TASK DIRECTIONS
Could you filter the data below down to the lines that hold the word "target"?

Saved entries
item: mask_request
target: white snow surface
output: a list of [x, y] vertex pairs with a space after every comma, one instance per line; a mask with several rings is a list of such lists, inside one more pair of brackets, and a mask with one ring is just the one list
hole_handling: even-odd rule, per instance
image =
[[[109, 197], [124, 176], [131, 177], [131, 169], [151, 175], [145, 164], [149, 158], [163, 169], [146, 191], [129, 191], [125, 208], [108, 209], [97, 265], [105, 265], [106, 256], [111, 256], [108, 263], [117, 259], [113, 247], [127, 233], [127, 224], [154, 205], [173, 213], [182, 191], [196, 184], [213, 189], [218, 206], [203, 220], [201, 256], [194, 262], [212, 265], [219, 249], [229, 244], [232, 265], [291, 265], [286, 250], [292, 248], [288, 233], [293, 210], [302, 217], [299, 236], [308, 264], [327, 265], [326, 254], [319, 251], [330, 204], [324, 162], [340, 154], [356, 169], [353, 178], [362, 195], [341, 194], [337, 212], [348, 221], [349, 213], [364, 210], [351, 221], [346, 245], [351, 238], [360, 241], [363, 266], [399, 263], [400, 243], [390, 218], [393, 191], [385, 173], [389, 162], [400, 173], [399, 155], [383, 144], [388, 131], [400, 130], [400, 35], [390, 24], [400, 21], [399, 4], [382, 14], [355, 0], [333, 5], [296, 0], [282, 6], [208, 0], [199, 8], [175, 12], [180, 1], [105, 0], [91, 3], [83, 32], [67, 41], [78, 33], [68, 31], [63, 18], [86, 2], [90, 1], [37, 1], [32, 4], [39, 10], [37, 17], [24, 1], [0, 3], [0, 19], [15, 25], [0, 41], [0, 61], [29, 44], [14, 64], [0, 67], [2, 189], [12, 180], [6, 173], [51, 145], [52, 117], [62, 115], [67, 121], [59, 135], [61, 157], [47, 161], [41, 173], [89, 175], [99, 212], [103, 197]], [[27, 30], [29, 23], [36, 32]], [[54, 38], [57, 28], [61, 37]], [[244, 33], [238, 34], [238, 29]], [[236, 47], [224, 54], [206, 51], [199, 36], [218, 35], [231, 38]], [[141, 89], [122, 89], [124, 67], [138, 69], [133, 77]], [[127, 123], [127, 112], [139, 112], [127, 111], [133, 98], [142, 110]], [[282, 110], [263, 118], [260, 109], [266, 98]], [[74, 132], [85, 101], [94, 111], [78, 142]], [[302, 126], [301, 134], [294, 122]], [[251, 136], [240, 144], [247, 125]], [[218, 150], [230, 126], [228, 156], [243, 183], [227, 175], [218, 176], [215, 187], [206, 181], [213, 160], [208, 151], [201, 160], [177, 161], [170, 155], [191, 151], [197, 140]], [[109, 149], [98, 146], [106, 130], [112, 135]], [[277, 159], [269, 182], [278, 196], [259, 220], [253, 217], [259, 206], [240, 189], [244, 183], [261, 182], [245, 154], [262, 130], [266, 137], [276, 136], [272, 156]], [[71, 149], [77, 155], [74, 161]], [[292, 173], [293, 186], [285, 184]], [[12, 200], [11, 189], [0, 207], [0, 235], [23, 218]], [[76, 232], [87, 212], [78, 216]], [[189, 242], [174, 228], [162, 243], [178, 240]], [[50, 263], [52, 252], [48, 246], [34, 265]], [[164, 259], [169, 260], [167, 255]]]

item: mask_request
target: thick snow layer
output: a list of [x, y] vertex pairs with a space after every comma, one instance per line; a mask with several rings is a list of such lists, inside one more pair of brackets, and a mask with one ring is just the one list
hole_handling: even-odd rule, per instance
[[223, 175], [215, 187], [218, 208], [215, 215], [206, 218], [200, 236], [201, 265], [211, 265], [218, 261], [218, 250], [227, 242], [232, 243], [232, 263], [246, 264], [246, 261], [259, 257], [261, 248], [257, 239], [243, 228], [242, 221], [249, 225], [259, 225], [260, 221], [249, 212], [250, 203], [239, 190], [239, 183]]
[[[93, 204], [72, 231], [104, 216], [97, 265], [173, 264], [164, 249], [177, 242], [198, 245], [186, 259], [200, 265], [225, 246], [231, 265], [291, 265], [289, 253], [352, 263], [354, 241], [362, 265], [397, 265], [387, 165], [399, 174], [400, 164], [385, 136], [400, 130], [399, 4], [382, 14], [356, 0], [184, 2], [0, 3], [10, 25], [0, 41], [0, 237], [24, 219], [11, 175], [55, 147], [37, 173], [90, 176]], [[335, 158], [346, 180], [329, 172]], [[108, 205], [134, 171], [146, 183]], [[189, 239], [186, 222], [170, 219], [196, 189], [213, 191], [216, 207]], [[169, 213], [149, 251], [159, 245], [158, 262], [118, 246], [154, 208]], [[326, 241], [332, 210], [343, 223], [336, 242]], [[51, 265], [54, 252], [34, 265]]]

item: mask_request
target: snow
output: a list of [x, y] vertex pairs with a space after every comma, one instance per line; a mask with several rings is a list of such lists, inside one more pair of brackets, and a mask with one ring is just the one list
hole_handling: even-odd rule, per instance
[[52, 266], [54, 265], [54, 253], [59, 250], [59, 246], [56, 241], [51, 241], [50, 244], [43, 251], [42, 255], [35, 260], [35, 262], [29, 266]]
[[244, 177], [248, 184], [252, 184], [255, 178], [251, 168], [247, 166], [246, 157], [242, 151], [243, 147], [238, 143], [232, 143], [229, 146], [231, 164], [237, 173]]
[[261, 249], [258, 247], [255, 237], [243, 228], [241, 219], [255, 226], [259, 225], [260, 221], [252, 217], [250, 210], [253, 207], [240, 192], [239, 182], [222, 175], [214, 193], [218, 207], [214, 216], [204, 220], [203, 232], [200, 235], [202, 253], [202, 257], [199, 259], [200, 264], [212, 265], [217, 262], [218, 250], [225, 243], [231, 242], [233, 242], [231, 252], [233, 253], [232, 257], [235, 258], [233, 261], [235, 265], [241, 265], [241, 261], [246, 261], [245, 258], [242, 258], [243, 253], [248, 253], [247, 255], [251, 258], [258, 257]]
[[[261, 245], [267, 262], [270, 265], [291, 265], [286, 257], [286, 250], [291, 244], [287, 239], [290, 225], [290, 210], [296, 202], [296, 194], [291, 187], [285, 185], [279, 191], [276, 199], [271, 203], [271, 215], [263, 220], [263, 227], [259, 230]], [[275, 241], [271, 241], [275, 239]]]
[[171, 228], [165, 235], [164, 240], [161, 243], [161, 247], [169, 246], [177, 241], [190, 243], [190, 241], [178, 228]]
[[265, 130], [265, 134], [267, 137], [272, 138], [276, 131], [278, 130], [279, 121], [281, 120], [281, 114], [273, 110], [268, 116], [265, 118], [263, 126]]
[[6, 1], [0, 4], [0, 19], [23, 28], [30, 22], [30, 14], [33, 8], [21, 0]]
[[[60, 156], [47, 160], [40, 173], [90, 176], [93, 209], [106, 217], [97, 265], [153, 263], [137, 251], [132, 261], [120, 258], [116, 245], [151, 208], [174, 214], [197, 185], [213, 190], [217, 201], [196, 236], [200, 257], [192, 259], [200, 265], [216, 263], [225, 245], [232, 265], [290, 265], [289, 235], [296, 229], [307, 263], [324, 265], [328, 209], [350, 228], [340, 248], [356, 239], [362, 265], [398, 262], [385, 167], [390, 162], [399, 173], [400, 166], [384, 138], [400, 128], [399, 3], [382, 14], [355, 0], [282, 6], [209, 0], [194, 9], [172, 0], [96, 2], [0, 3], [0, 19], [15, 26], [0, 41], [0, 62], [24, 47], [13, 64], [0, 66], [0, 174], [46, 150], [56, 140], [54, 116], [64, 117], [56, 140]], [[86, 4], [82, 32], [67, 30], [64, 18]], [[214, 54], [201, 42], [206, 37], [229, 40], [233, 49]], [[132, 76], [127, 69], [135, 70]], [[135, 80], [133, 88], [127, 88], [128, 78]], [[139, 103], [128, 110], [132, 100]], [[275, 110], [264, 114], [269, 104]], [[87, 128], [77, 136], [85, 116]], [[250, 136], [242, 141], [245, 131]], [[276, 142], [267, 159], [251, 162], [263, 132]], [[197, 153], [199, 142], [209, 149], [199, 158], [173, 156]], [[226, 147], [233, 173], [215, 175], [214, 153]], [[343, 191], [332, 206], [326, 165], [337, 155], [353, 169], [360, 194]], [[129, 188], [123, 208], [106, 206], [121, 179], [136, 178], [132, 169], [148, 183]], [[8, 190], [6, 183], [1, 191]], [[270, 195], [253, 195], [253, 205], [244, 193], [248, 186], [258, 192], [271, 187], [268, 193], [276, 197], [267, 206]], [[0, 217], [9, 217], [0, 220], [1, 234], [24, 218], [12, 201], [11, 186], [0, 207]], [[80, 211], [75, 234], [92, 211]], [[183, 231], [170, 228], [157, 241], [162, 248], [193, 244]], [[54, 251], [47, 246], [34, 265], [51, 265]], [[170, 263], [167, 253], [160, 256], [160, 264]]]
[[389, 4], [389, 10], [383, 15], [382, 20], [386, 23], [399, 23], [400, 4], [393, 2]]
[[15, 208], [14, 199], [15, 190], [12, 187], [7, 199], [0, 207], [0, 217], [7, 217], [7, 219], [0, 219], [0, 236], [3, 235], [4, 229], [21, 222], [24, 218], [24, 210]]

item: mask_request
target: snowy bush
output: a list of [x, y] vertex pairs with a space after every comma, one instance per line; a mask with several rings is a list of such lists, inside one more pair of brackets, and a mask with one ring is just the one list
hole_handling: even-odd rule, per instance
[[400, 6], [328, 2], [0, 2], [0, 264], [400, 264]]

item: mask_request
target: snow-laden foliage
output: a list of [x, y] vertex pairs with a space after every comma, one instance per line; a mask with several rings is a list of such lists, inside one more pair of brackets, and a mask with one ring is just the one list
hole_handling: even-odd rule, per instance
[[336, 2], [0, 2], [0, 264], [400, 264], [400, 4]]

THE ANSWER
target: white snow surface
target: thick snow layer
target: snow
target: snowy bush
target: snow-laden foliage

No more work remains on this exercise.